You may be thinking, “I thought these were all the same thing!” These documents are, in fact, drafted to accomplish very different objectives. Legal documents can be confusing. So, let’s cut through the legal lingo and provide some descriptions that will help you decide which of the documents may be good for you.

Last Will and Testament

This is probably the document you think of when you hear the word Will. A last will and testament is a document that allows you to name beneficiaries of your estate (i.e., the persons who will receive your property and assets), as well as name guardians for minor children. In addition to describing who will benefit from your estate and who will take care of minor children, a last will and testament names the person or persons in charge of administering your estate. In Oregon, the person administering your estate is known as a personal representative. It is important to keep in mind that a Last Will and Testament only takes effect after you have died. This means a last will and testament may be amended any time prior to your death.

Pour-Over Will

A pour-over will is a specialized form of last will and testament. A pour-over will works in conjunction with a revocable living trust. When a person creates a revocable living trust the goal is to have the trust administer the person’s estate upon his or her death rather than needing to perform a probate administration. However, occasionally a person who has made a trust, whether by accident or on purpose, has not re-titled or purchased an asset in the trust’s name. A pour-over will directs that any such property in a person’s own name that needs to go through probate should be governed by the terms of the trust rather than the intestacy laws that would have otherwise applied. In short, a pour-over will acts as a safety net for a revocable trust to ensure that all assets upon a person’s death pass in accordance with the terms of the revocable trust whether they have been funded into the revocable trust or, for whatever reason, kept out of the revocable trust.

Living Will

A living will (also known as an advance healthcare directive) provides guidance to healthcare professionals regarding a person’s preference for certain forms of medical treatment when he or she is not able to express or withhold consent. The individual’s preference for or against receiving medical treatment is communicated to the healthcare professionals by a person known as a healthcare agent. Usually, individuals name their spouse or close family members as their health care agent. For example, a living will allows a person to state his or her preference either for or against tube feeding if he or she is in a vegetative state without any likelihood of regaining consciousness. Keep in mind that so long as you are able to communicate your own wishes, by any means, the healthcare professionals will always listen to you rather than rely on your advance directive.

▸ **Extracted entries**:
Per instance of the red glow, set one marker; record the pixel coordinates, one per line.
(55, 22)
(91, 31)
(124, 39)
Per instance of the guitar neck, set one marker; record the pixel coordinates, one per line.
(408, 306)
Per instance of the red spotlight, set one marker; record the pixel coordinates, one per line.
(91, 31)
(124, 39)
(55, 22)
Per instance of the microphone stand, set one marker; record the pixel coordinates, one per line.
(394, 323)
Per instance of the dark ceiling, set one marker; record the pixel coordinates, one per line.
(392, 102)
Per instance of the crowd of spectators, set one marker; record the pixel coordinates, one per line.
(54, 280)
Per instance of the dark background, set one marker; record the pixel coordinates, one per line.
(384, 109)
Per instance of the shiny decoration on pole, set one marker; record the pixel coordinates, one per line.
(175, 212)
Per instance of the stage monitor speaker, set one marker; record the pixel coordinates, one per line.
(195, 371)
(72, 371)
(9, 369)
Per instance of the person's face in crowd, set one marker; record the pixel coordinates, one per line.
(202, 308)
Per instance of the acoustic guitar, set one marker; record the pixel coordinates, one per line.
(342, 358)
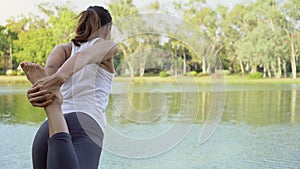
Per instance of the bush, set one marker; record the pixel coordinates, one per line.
(164, 74)
(192, 73)
(257, 75)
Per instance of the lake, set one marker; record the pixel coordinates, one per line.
(158, 125)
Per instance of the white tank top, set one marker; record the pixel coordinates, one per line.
(87, 90)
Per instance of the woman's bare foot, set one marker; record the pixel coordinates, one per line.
(33, 72)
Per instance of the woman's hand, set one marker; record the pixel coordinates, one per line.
(39, 97)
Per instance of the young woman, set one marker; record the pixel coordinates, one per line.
(81, 72)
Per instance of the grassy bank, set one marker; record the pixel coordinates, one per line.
(180, 79)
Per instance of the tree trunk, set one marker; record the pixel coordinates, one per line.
(293, 61)
(284, 70)
(279, 68)
(269, 72)
(253, 69)
(10, 57)
(184, 62)
(242, 68)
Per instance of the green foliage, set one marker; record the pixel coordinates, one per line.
(257, 75)
(192, 73)
(257, 34)
(11, 72)
(164, 74)
(20, 73)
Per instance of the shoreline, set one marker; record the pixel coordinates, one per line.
(22, 80)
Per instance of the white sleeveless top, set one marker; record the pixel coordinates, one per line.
(87, 90)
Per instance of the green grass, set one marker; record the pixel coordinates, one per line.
(179, 79)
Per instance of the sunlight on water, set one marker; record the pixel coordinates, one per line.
(259, 129)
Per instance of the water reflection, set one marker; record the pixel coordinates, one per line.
(273, 105)
(259, 127)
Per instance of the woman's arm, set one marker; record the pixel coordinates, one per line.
(101, 50)
(56, 58)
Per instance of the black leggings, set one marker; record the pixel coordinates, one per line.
(81, 149)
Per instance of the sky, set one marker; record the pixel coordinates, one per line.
(15, 8)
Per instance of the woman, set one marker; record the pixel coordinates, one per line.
(82, 72)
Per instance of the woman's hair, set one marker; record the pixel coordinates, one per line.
(90, 21)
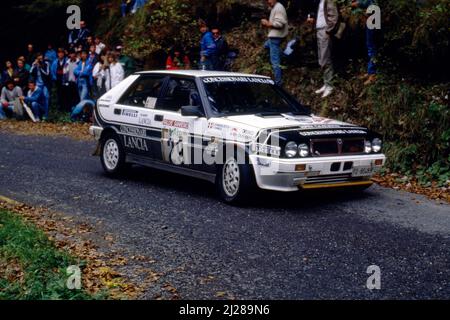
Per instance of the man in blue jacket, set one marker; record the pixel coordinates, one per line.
(40, 72)
(208, 48)
(371, 75)
(83, 72)
(57, 72)
(35, 99)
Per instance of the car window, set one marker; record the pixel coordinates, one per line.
(144, 92)
(180, 92)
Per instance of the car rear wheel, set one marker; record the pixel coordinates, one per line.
(112, 155)
(235, 182)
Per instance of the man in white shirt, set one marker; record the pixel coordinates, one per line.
(326, 25)
(278, 30)
(114, 74)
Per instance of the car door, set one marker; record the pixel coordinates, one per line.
(181, 136)
(135, 111)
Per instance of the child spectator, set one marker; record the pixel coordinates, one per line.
(10, 93)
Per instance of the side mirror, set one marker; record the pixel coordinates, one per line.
(192, 111)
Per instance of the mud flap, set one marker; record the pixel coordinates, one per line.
(97, 150)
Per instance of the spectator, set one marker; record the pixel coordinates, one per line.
(137, 5)
(83, 72)
(326, 22)
(83, 111)
(27, 65)
(40, 72)
(57, 72)
(50, 55)
(35, 99)
(8, 73)
(99, 46)
(10, 93)
(21, 74)
(98, 75)
(222, 49)
(70, 81)
(79, 37)
(114, 73)
(371, 75)
(177, 60)
(93, 57)
(127, 62)
(208, 49)
(278, 31)
(31, 55)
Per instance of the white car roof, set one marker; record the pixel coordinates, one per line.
(201, 73)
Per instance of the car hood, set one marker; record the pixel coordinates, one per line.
(245, 128)
(287, 121)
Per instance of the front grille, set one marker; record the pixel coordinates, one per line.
(336, 147)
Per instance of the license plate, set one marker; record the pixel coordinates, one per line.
(363, 171)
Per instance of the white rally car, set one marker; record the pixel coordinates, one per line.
(238, 131)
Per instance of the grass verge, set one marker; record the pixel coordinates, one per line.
(31, 267)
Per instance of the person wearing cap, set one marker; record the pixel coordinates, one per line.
(278, 31)
(208, 48)
(127, 62)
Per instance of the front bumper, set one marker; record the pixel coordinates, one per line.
(96, 131)
(313, 173)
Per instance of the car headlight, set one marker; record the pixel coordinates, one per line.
(291, 149)
(367, 147)
(376, 145)
(303, 150)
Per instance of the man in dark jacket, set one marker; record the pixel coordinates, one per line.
(40, 72)
(326, 22)
(222, 49)
(371, 75)
(208, 49)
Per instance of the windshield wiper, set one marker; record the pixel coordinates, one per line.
(268, 114)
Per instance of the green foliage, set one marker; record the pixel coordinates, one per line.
(159, 25)
(43, 265)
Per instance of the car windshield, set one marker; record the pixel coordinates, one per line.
(246, 95)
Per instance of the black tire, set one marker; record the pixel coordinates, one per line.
(113, 164)
(246, 185)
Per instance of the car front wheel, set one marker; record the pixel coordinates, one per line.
(112, 155)
(235, 182)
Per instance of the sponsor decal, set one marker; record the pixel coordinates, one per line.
(266, 149)
(133, 131)
(331, 132)
(238, 79)
(136, 143)
(130, 113)
(144, 120)
(176, 124)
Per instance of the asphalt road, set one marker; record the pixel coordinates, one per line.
(282, 246)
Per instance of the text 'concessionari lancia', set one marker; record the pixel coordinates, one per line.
(238, 131)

▸ **Tasks to complete**:
1. In the passage about wills, what is the person who administers an estate called in Oregon?
2. Return, word for word, the part of the passage about wills that opens with the words containing "A living will (also" and closes with "your advance directive.".

▸ **Answers for the tasks**:
1. A personal representative.

2.
A living will (also known as an advance healthcare directive) provides guidance to healthcare professionals regarding a person’s preference for certain forms of medical treatment when he or she is not able to express or withhold consent. The individual’s preference for or against receiving medical treatment is communicated to the healthcare professionals by a person known as a healthcare agent. Usually, individuals name their spouse or close family members as their health care agent. For example, a living will allows a person to state his or her preference either for or against tube feeding if he or she is in a vegetative state without any likelihood of regaining consciousness. Keep in mind that so long as you are able to communicate your own wishes, by any means, the healthcare professionals will always listen to you rather than rely on your advance directive.